### [Exercise directions]
Beginning at the line that includes "Guideline: for every instance of the stadium" in the entries below, print each line exactly as it appears, through the last one.

Point-per-instance localization data
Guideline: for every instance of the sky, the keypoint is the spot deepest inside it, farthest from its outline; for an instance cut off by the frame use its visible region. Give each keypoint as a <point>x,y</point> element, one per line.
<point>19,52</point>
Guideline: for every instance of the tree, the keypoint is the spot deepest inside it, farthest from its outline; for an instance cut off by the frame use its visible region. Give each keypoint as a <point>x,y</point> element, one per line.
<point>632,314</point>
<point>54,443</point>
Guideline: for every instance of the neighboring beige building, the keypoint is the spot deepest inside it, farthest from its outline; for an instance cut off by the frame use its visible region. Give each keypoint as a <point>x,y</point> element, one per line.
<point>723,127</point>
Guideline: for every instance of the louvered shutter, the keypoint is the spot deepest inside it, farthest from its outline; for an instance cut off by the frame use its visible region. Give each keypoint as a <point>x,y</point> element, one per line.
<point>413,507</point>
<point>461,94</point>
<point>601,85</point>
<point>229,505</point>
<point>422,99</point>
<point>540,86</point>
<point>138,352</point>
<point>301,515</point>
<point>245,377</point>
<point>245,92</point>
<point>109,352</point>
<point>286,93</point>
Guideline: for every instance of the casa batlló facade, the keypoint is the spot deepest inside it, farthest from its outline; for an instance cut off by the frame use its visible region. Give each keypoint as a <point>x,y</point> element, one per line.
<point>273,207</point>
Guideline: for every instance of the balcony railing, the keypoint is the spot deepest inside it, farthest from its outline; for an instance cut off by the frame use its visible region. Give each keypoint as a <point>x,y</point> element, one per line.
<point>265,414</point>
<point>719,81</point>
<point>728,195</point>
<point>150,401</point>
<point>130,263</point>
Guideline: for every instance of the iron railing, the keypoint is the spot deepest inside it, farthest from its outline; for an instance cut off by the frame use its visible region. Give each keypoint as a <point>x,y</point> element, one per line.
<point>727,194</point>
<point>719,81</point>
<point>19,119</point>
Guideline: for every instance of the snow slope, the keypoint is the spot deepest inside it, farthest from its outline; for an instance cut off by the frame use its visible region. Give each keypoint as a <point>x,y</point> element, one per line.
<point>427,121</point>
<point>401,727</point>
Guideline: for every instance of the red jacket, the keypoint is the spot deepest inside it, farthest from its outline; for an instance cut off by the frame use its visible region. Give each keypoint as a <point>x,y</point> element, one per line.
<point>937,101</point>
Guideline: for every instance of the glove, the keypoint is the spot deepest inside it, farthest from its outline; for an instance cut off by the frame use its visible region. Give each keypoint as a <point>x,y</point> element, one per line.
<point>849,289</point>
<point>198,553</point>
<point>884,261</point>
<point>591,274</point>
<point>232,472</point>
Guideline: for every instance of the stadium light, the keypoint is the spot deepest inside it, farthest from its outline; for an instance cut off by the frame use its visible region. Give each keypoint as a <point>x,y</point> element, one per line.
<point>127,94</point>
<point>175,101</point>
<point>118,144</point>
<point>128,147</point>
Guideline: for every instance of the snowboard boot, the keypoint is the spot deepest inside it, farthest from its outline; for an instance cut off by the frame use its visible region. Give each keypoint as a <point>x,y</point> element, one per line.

### [Exercise output]
Guideline: for every instance of the stadium light, the keypoint is the spot deepest inside it, farthest from its outline; for an instance cut off by the frame use its visible region. Give each keypoint as a <point>x,y</point> element, one per line.
<point>127,94</point>
<point>175,101</point>
<point>118,144</point>
<point>128,147</point>
Guideline: for every instance of the snowboard boot, the keypoint is the spot deepest inside it, farthest from its outline; for an instance cut off by the frame use its visible region. Give each keypoint as a <point>x,y</point> element, one per line.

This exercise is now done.